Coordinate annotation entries

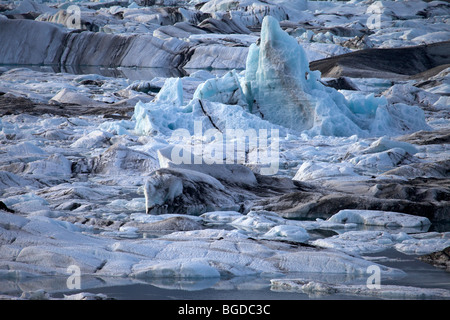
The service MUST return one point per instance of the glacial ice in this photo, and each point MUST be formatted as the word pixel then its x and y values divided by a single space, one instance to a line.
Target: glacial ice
pixel 77 182
pixel 277 76
pixel 380 218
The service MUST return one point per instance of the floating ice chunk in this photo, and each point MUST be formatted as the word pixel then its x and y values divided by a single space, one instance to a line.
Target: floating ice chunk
pixel 278 79
pixel 424 243
pixel 258 221
pixel 281 88
pixel 26 203
pixel 226 89
pixel 313 170
pixel 288 232
pixel 229 173
pixel 24 149
pixel 73 97
pixel 221 216
pixel 385 291
pixel 121 127
pixel 55 165
pixel 383 161
pixel 384 143
pixel 175 269
pixel 171 93
pixel 358 242
pixel 94 139
pixel 380 218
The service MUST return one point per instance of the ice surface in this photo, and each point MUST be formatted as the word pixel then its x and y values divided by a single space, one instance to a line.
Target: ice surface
pixel 278 76
pixel 380 218
pixel 317 288
pixel 79 168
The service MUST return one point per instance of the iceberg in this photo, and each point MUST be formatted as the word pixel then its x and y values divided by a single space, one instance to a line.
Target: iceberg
pixel 281 88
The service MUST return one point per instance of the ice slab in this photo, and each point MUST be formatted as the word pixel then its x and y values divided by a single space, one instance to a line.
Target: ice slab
pixel 380 218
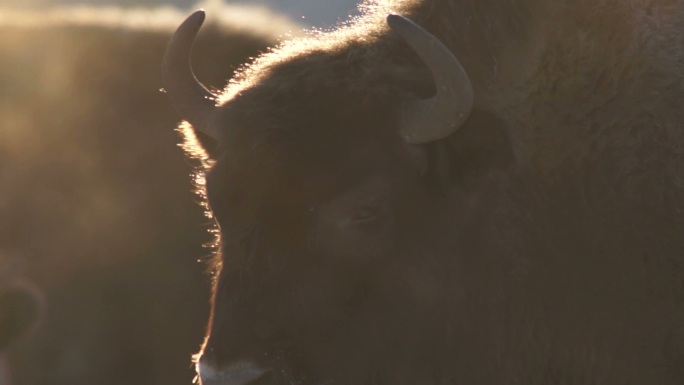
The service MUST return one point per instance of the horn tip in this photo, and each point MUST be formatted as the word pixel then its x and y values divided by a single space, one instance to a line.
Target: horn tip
pixel 395 21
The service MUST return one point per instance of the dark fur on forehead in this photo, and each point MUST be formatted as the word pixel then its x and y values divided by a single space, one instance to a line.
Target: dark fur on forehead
pixel 309 93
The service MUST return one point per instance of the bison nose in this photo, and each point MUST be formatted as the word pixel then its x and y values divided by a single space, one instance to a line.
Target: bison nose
pixel 240 373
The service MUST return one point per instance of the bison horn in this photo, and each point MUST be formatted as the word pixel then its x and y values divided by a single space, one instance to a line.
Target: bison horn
pixel 437 117
pixel 189 97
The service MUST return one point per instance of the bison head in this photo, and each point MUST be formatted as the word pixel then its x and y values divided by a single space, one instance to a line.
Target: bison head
pixel 330 185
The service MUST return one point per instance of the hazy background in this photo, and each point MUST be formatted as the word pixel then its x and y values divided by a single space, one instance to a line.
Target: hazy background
pixel 318 13
pixel 96 201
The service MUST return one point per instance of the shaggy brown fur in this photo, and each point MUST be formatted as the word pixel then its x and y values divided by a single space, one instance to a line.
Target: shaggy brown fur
pixel 554 253
pixel 94 195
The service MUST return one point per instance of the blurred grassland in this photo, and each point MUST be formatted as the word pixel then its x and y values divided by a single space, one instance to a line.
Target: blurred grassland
pixel 95 195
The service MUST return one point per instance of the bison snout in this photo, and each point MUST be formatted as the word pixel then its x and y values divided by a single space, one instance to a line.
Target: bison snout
pixel 240 373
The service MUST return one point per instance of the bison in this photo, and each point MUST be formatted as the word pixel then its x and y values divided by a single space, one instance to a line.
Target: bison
pixel 461 192
pixel 88 177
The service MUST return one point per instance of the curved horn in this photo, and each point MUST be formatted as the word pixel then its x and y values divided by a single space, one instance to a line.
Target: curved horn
pixel 441 115
pixel 189 97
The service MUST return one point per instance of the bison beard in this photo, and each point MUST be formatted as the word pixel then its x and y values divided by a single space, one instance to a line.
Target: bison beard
pixel 537 242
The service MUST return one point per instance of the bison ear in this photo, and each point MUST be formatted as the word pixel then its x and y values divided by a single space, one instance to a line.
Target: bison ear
pixel 21 307
pixel 481 146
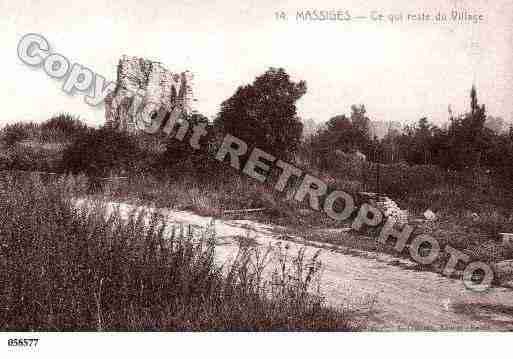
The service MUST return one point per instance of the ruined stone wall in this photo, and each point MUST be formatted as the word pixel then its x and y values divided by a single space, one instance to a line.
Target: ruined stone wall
pixel 146 89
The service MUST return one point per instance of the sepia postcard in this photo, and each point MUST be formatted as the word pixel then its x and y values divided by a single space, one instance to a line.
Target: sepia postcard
pixel 287 167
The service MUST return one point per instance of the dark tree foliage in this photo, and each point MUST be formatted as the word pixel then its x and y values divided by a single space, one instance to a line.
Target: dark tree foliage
pixel 263 114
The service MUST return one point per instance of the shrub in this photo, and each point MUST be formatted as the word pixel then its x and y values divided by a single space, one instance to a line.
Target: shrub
pixel 63 268
pixel 61 128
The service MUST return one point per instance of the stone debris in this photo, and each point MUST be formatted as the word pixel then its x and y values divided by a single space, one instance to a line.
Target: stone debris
pixel 144 89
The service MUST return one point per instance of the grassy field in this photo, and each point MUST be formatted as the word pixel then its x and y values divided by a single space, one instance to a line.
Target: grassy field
pixel 63 268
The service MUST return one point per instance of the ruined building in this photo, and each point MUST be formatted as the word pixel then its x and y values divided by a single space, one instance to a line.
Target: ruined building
pixel 146 91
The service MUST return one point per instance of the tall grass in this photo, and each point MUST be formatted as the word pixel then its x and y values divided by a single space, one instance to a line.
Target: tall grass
pixel 65 268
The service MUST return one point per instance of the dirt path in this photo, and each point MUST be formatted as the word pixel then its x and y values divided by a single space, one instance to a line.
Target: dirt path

* Given instruction
Copy the lines of the material verbatim from the line with "the bison nose" to the line with "pixel 95 195", including both of those lines.

* Output of the task
The service MUST return one point per instance of the bison nose in this photo, and each point MUST be formatted as the word pixel then its x and y values divided by a single space, one instance to a line.
Target: bison nose
pixel 240 373
The service MUST return one point per instance of the bison horn in this photo, and each point MUST be formatted as the word pixel then its x and y values divided by a single space, one instance to a line.
Target: bison horn
pixel 437 117
pixel 189 97
The service MUST return one point per instance of the bison head in this photo, and each point MUST be formatted as the word pixel then its x and y values divided by a single space, one instance to a line.
Target: bison head
pixel 330 185
The service MUST return one point per instance of the hazy background in this photo, and each point MUST be formatted as the word pixel then its x and y values divided by a single space, one instance to a line.
Target: hazy background
pixel 318 13
pixel 96 201
The service MUST return one point per instance of the shaggy brown fur in this photo, and each point MUST be formatted as the word pixel then its x and y values divided by a single space, one instance to a line.
Target: shaggy brown fur
pixel 554 253
pixel 94 195
The service MUST return one point per instance of the blurred grassland in this photo, and each point MUST be formatted as the word pixel then its x and y values divided by a single space, one instance to a line.
Target: blurred grassland
pixel 95 195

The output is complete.